Goal = Copy each entry as it stands, leaving nothing out.

Provided records =

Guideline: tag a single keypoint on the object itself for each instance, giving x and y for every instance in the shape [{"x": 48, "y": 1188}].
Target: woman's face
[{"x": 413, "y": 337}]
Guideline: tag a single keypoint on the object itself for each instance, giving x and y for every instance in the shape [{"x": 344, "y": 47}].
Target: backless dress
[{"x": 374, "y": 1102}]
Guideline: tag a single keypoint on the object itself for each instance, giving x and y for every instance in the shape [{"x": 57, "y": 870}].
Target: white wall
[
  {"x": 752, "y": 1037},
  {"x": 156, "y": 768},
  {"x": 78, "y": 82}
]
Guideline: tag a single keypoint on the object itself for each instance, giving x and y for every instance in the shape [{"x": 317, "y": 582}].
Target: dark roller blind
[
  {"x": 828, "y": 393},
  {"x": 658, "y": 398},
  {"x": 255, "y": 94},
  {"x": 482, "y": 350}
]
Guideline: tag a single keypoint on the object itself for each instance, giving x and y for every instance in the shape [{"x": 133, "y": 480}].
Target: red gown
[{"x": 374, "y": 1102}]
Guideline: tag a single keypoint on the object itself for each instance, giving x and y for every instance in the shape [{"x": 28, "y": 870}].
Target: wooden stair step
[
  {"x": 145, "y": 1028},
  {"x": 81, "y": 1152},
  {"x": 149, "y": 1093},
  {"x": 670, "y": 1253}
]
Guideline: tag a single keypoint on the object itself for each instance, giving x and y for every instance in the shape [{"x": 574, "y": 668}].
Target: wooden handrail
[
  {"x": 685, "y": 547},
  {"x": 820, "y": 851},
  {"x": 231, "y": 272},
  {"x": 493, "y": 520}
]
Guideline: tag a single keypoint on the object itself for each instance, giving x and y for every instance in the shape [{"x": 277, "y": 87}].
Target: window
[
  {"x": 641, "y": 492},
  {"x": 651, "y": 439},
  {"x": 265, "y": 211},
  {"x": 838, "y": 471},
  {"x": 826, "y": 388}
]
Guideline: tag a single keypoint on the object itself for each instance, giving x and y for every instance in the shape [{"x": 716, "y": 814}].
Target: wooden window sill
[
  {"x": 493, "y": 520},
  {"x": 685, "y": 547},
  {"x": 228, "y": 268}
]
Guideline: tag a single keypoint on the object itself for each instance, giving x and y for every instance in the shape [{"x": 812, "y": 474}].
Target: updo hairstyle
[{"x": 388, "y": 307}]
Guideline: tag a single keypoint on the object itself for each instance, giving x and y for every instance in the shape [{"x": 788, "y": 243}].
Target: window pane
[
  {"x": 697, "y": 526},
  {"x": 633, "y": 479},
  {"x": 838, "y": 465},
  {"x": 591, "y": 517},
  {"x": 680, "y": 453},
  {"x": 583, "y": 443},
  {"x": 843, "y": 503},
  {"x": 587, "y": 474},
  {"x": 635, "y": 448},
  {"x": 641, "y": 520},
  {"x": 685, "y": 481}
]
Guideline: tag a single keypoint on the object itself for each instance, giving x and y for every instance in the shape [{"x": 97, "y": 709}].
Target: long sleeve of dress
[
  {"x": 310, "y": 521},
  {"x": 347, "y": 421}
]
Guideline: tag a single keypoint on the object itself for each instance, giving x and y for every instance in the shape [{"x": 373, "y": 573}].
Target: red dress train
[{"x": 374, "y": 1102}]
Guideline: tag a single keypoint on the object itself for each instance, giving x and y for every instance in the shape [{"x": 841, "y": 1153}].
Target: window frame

Finished exercise =
Guideline: tag a single keypoint on the object itself for each instance, giving x and y for every instance in the shape [{"x": 48, "y": 1188}].
Target: woman's face
[{"x": 413, "y": 337}]
Guideline: tag a single keypoint on the object itself for each instance, giving x and y for every instance in the shape [{"x": 344, "y": 47}].
Target: backless dress
[{"x": 374, "y": 1102}]
Guideline: tag a single keypoint on the object itself for each instance, giving x and y for every instance in the shape [{"x": 57, "y": 870}].
Target: white wall
[
  {"x": 752, "y": 1037},
  {"x": 156, "y": 768},
  {"x": 78, "y": 82}
]
Guideline: tag a single keypoint on the object itself for each instance, giving x and y for every instance in the shape [{"x": 317, "y": 582}].
Target: dark roller blind
[
  {"x": 828, "y": 393},
  {"x": 658, "y": 398},
  {"x": 255, "y": 94},
  {"x": 482, "y": 350}
]
Guideline: tag a single keypoint on the object itself for each instance, giving x and y for every instance in the shape [{"x": 133, "y": 480}].
Target: red gown
[{"x": 374, "y": 1102}]
Guideline: tag a single keypoint on the object itself for each instance, giving x and y for every instance in the shape [{"x": 28, "y": 870}].
Target: wooden stair step
[
  {"x": 145, "y": 1028},
  {"x": 81, "y": 1152},
  {"x": 149, "y": 1093},
  {"x": 670, "y": 1253}
]
Guideline: tag a single keypoint on the object itself for each instance, giving x and y for every instance in the shape [{"x": 574, "y": 668}].
Target: wooden handrail
[
  {"x": 685, "y": 547},
  {"x": 820, "y": 851},
  {"x": 231, "y": 272},
  {"x": 493, "y": 520}
]
Guideline: tag a single keypoint on the object itself for each instance, giving x and y for every instance in the shape [{"x": 277, "y": 87}].
Target: window
[
  {"x": 641, "y": 492},
  {"x": 651, "y": 439},
  {"x": 265, "y": 211},
  {"x": 838, "y": 471},
  {"x": 826, "y": 388}
]
Guideline: tag a single keypoint on the object itself for each instance, giving x and y for every instance in the shape [{"x": 716, "y": 814}].
Target: wooden window sill
[
  {"x": 493, "y": 520},
  {"x": 685, "y": 547},
  {"x": 228, "y": 268}
]
Guideline: tag a single keypoint on the object itself for each instance, giving x and y for every instance in the shape [{"x": 812, "y": 474}].
Target: updo hairstyle
[{"x": 388, "y": 307}]
Guideline: tag a single keypoint on the object itself for each instance, giving x and y for every instance in the shape [{"x": 788, "y": 243}].
Target: window pane
[
  {"x": 697, "y": 526},
  {"x": 633, "y": 479},
  {"x": 838, "y": 465},
  {"x": 591, "y": 517},
  {"x": 680, "y": 453},
  {"x": 583, "y": 443},
  {"x": 843, "y": 503},
  {"x": 587, "y": 474},
  {"x": 635, "y": 448},
  {"x": 641, "y": 520},
  {"x": 685, "y": 481}
]
Guideline: tag a single keypoint on the object itself for each instance, giving x and y for every instance in the shape [{"x": 97, "y": 709}].
Target: long sleeve of dress
[
  {"x": 310, "y": 521},
  {"x": 347, "y": 421}
]
Guideline: tag a single keypoint on the object itself for each instance, giving x and y for every instance in the shape [{"x": 373, "y": 573}].
Target: red dress train
[{"x": 374, "y": 1102}]
Guideline: tag a single keypoint on the object itself for each instance, giving x and y for every instance in the shape [{"x": 841, "y": 1153}].
Target: window frame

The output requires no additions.